What to do —
[a] Please pick out every line of the records that contains the string "garden", matching case exactly, and copy each one.
[b] Continue the textbook passage on human society and modernization, picking up after its final sentence.

Document extract —
----------
1 The Modernization of the Western World

John McGrath and Jay P. Corrin

Key Terms

anomie, collective conscience, conflict theory, empiricism, modernization, social norms, socialization, verstehen, wertfrei
Any understanding of how societies function and change requires some basic understanding of the way that human beings interact. The fact that different societies encourage different sorts of behavior is one of the things that makes studying history and social science interesting. Yet beneath the obvious differences, there are also certain behavioral constants and commonalities shared by all societies. Appreciating these aspects of social life provides an important key to meaningful analysis.
To begin at the beginning, so to speak, we need to recognize that humans have evolved over time to meet certain challenges to their survival. The first anatomically modern humans survived on the savannas of Africa, tens of thousands of years ago, because natural selection, operating over several million years, had given them certain characteristics that made them successful as a species. These included both physical attributes and intellectual qualities that allowed them to meet their needs. Humans began to communicate, learn, and plan in ways that were far superior to any previous creature.
Certain behavioral tendencies also helped people to survive. Like many other species, humans fared best in groups that made it possible for them to act cooperatively to meet the challenges of existence. Though there have been many sizes and types of human groups, or “societies,” the survival of solitary individuals has been immeasurably more difficult from earliest times right up until the present. This is because collective action facilitated certain key activities, such as food gathering, learning culture, child raising, and defense against human and animal predators. Group living made this possible. The result is that humans have long recognized the need to be “social animals,” and they have adjusted their emotions and behavior accordingly.
This need for group living has only increased as societies have become more “modern.” Over the history of humanity, our ancestors have nurtured their unparalleled intellectual abilities to enable the creation of such complex entities as languages, philosophical systems, and technologies. Such developments have raised our standard of living by quantum leaps and transformed our world in both literal and figurative senses. Doing so, however, has not lessened our reliance on each other, but in fact has only increased it, and as our societies have become more complicated, we as individuals have lost much of our self-sufficiency. In the modern age, we still depend on social living for material and emotional survival, and we possess a powerful urge to feel a sense of belonging to a larger group, or what we call a “society.”
It is perhaps stating the obvious that this aspect of human behavior, the need to belong, has been a central factor in the history of humanity, perhaps as much as the need for food and protection, to which it is related. It has been a powerful influence on the way that societies have evolved and changed, and the student of history must keep this in mind. To put it another way, it is impossible to understand history in any meaningful way without understanding the centrality of society in the lives of individuals. Our study concentrates upon the social forces that have created history and that continue to shape our destinies.
----------
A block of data
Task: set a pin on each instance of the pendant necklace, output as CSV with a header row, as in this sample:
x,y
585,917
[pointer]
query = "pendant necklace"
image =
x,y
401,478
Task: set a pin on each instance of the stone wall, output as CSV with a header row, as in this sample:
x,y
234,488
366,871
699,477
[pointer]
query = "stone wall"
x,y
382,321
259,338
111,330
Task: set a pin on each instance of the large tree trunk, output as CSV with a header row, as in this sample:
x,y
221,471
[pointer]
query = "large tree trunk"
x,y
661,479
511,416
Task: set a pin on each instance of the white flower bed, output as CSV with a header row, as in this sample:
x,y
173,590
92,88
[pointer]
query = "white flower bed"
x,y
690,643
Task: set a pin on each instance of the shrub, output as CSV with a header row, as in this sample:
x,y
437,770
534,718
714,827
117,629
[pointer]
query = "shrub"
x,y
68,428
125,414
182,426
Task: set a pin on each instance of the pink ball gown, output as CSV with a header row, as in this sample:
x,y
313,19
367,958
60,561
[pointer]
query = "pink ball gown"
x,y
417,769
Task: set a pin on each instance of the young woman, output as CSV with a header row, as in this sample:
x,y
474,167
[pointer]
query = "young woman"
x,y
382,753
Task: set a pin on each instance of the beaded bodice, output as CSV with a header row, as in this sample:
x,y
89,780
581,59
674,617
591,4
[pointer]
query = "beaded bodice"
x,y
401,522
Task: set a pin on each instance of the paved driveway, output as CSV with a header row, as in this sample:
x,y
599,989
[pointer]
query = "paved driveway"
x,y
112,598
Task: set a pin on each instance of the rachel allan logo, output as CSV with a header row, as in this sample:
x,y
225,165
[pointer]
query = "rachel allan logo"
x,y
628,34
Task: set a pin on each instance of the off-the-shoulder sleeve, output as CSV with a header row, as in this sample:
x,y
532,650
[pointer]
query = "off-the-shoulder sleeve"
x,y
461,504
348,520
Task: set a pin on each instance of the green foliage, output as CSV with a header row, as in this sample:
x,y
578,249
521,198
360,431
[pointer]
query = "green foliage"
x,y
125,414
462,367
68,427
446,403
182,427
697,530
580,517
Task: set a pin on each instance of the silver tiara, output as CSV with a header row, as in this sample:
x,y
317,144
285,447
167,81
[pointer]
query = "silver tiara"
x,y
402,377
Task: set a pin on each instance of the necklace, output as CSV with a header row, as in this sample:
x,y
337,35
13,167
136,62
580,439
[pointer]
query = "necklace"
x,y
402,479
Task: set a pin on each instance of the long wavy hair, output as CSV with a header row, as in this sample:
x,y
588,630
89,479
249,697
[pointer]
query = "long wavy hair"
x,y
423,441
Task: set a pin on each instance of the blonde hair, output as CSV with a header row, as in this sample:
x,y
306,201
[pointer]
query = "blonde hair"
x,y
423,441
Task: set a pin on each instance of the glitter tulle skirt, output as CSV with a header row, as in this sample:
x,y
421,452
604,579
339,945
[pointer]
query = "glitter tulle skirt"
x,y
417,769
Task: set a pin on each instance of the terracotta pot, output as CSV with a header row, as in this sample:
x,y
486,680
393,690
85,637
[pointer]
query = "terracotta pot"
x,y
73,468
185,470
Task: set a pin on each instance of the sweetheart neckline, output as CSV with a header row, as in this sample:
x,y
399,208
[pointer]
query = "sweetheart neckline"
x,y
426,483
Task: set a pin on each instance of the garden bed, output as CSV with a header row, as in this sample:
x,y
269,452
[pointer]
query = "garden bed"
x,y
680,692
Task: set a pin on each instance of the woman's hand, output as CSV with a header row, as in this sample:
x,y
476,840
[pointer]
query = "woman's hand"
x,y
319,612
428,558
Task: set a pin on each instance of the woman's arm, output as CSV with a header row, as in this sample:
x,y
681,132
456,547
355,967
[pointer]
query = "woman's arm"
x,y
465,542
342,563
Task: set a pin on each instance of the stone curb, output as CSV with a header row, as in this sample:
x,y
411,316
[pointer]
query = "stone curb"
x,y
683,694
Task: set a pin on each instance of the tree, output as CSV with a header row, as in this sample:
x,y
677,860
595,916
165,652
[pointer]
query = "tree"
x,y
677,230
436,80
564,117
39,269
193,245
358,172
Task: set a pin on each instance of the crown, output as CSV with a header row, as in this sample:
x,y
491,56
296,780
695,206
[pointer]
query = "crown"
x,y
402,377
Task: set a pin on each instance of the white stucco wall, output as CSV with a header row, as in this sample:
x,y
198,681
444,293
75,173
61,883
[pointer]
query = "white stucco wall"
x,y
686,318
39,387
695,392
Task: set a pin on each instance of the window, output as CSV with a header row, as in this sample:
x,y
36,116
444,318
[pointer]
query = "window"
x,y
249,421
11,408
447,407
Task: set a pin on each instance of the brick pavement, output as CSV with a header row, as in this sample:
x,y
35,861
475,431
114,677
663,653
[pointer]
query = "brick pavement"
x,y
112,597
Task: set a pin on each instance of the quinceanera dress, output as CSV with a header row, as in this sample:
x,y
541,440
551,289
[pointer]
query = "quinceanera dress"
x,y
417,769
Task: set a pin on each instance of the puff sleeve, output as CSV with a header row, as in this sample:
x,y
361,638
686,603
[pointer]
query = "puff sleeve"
----------
Outputs —
[a]
Task: set a pin on each instance of the garden bed, output as CSV with a header row, as in this sample:
query = "garden bed"

[b]
The Individual and Society

Social scientists analyze how social forces affect actions, ideas, and values. A process known as socialization is a starting point in understanding the behaviors of both individuals and groups, and it is an essential concept in the social sciences. During socialization, an individual learns how a society works and the normal behaviors expected from its members, or social norms. Understanding and conforming to social norms is how a person gains acceptance in a given society, and during socialization people constantly adapt their behavior in response to the reactions of others and their perceptions of these reactions. While much of this learning may take place unconsciously during social interaction, socialization is usually accomplished willingly and even eagerly, because it allows a person to feel like a member of their society, imparting to them this precious sense of belonging.
Understanding the impact of socialization on both individual and collective behavior is critical for understanding the workings of human societies. This basic concept—the symbiotic relationship between individuals and society—underlies much of the contribution made by the pioneers of sociology who emerged during the industrial age more than a century ago. Living in societies that were confronting rapid and complex social change, social scientists including Karl Marx, Émile Durkheim, and Max Weber analyzed the impacts of such transformations. Their studies focused upon how societies functioned and changed, and what this meant for the relationship between the individual and the larger society. These three social theorists, as well as others, contributed valuable principles of social behavior that are highly relevant today, and which provide the foundation of this study.
Karl Marx (1818–1883) is best known to some people as the originator of “Marxist” revolutionary doctrines, yet to reduce his ideas to these alone is to undervalue his larger contributions to social theory. Much of his work, such as his magisterial study Capital, provided an analysis of the operation and impact of capitalist economic systems.1 As an observer of a rapidly industrializing Europe that was fraught with social and political instability, Marx attributed many of the problems of his age to what he considered the fatal flaws of industrial capitalism: its promotion of inequality between social classes, its tendency toward monopoly, and what he believed to be its inherent instability. Though Marx’s predictions of inevitable revolution have proven to be mistaken, his critiques of capitalism and its problems have proven to be prophetic. Moreover, social scientists and historians who have employed the sociological perspective he originated, known as conflict theory, where change is seen as the result of class conflict, have contributed many insights that are useful for understanding the processes of social change.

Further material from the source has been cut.